### SCHRIFTLICHE AUFGABE
Beantworte anhand der Quelle zum Startproblem mit dem USB-Headset die folgenden Fragen.
(a) Womit brachte Schneeerich den PC wieder zum Laufen, nachdem mehrmaliges Drücken auf Reset nichts bewirkt hatte?
(b) Was fehlt laut Schneeerich, wenn das Headset an den normalen Onboard-Sound-Anschlüssen hängt?
(c) Wie entsteht laut Herbboy das 7.1 bei einem USB-(Stereo)Headset?

### QUELLE
========
Hatte jetzt gerade eben den PC wieder starten wollen. Hatte das USB Headset noch dran (vergessen abzumachen) und es ging wieder nicht. Dann 2-3  mal Reset gedrückt hat auch nicht gefunzt.

Dann hab ich vom Netzteil den Hauptschalter ausgemacht und wieder an und dann gings wieder.


----------



## Herbboy (30. November 2016)

Schneeerich schrieb:


> Doch, aber ist alles nicht gerade um die Ecke.
> 
> Hatte jetzt gerade eben den PC wieder starten wollen. Hatte das USB Headset noch dran (vergessen abzumachen) und es ging wieder nicht. Dann 2-3  mal Reset gedrückt hat auch nicht gefunzt.
> 
> Dann hab ich vom Netzteil den Hauptschalter ausgemacht und wieder an und dann gings wieder.


 aber ohne Headset geht es IMMER, oder hattest auch Probleme ohne angeschlossenes Headset? Kann man bei dem Headset eigentlich auch den USB-Teil weglassen und es an den normalen Onboard-Sound-Anschlüssen dranmachen?


----------



## Schneeerich (1. Dezember 2016)

Ja ohne headset gehts immer...bzw kann mich jetzt nicht dran erinnern dass es ohne headset mal nicht ging.

Doch kann man, aber dann hab ich nicht den 7.1. Surround Sound.

Werds dann wohl beim Booten einfach ablassen und nachträglich dranmachen.

Einmal kams aber auch vor, dass ich nach dem Zocken von BF1 normal aufm Desktop war und plötzlich nichts mehr ging. Ich konnt zwar noch auf den Arbeitsplatz doppelklicken, aber er öffnete sich nicht. Nach kurzer Zeit kam dann auch wieder die Meldung im DOS-Style dass kein Laufwerk erkannt wurde.


----------



## Herbboy (1. Dezember 2016)

Das mit dem BF1-Problem war aber mit Headset?

Wegen des 7.1-Sounds: das Headset hat ja nicht echtes 7.1, da sind also nicht im Kopfhörer eingebaut 7 "kleine Lautsprecher" und ein Mini-Sub, sondern technisch ist es nur ein Stereokopfhörer. "Echte" Surroundkopfhörer gibt es heutzutage fast gar keine mehr, da die Qualität durch den Mehraufwand beim Material bei gleichem Preis einfach viel schlechter als bei nem Stereomodell ist. Das 7.1 bei so einem USB-(Stereo)Headset wird nämlich einfach nur per Software simuliert. Das können aber auch viele Games von sich aus, probier das also mal aus, BF1 könnte das zB unterstützen. 

Und wenn ein Game es nicht kann: viele Mainboardsounds oder Soundkarten haben so eine Simulation mit in den Treibern dabei.


----------



## Schneeerich (1. Dezember 2016)

okay, dann klemme ich jetzt einfach das USB Teil ab und bin gespannt ob ich ohne Probleme fortfahren kann.


----------



## Schneeerich (1. Dezember 2016)
========
### AUFLISTUNG
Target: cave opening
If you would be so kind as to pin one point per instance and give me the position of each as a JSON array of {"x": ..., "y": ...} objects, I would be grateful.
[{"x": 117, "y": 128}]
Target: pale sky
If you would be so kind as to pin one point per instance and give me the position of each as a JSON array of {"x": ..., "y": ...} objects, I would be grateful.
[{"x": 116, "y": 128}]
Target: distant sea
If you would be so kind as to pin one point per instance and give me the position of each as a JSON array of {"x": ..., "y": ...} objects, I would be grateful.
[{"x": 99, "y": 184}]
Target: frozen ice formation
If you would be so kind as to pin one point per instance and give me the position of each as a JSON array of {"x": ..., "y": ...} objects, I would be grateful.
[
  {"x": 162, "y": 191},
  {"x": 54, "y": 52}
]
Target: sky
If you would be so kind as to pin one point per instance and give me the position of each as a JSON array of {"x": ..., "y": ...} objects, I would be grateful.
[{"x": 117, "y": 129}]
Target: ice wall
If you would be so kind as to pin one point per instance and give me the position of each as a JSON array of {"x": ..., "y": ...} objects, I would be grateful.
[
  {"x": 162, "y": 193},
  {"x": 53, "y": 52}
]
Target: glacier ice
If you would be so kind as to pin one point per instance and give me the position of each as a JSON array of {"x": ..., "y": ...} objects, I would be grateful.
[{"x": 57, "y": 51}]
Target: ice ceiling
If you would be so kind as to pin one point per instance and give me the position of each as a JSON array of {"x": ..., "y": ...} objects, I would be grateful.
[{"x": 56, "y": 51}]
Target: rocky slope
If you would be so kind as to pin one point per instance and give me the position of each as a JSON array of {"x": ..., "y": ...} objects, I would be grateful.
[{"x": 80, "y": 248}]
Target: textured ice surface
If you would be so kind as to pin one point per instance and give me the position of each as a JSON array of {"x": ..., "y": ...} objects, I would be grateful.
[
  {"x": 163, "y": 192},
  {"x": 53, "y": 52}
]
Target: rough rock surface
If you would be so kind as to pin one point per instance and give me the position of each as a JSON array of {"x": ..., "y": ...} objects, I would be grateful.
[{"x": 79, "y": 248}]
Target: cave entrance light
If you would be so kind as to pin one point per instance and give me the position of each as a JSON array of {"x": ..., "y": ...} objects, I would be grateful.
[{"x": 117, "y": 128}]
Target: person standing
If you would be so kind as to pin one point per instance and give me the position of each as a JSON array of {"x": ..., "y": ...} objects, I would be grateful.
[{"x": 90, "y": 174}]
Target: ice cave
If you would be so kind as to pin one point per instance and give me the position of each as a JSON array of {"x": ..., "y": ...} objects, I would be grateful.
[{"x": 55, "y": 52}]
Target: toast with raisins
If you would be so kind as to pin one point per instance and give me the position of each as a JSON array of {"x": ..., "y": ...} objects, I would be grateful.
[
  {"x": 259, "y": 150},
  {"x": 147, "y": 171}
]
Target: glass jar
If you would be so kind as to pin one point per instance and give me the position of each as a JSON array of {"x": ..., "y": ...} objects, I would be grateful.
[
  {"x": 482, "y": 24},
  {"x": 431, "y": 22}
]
========
### ANTWORT ZUR AUFGABE
(a) Er schaltete den Hauptschalter am Netzteil aus und wieder an.
(b) Dann fehlt der 7.1 Surround Sound.
(c) Es wird nur per Software simuliert.